### Stated task
Count how many lines of the records below contain the word "shore". Reply with the number only.

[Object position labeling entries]
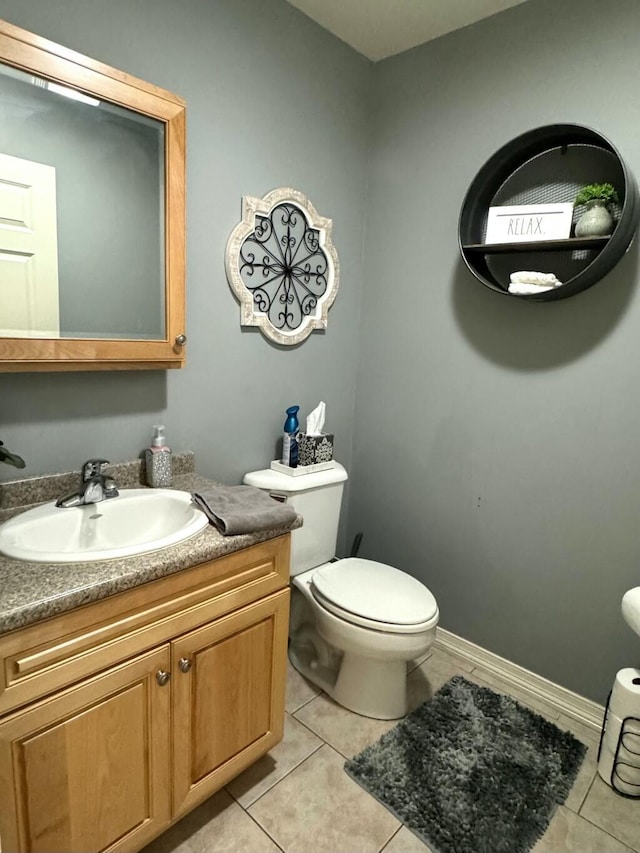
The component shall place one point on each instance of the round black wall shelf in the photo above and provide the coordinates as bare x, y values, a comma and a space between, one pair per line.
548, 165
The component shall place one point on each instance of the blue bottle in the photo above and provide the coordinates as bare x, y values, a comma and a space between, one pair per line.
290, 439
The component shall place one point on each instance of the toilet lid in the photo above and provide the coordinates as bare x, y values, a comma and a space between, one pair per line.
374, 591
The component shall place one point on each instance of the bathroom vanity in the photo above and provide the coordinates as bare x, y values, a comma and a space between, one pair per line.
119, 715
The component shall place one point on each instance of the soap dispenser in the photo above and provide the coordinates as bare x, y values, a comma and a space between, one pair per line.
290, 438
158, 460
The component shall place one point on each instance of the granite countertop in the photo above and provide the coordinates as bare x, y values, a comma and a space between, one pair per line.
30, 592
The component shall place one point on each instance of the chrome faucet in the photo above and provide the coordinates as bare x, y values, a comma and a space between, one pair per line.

---

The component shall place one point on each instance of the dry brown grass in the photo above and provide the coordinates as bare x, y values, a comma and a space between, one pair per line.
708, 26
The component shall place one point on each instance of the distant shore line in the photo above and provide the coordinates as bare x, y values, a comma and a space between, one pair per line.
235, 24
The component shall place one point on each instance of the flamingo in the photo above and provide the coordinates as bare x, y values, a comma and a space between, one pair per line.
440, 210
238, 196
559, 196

### Final result
1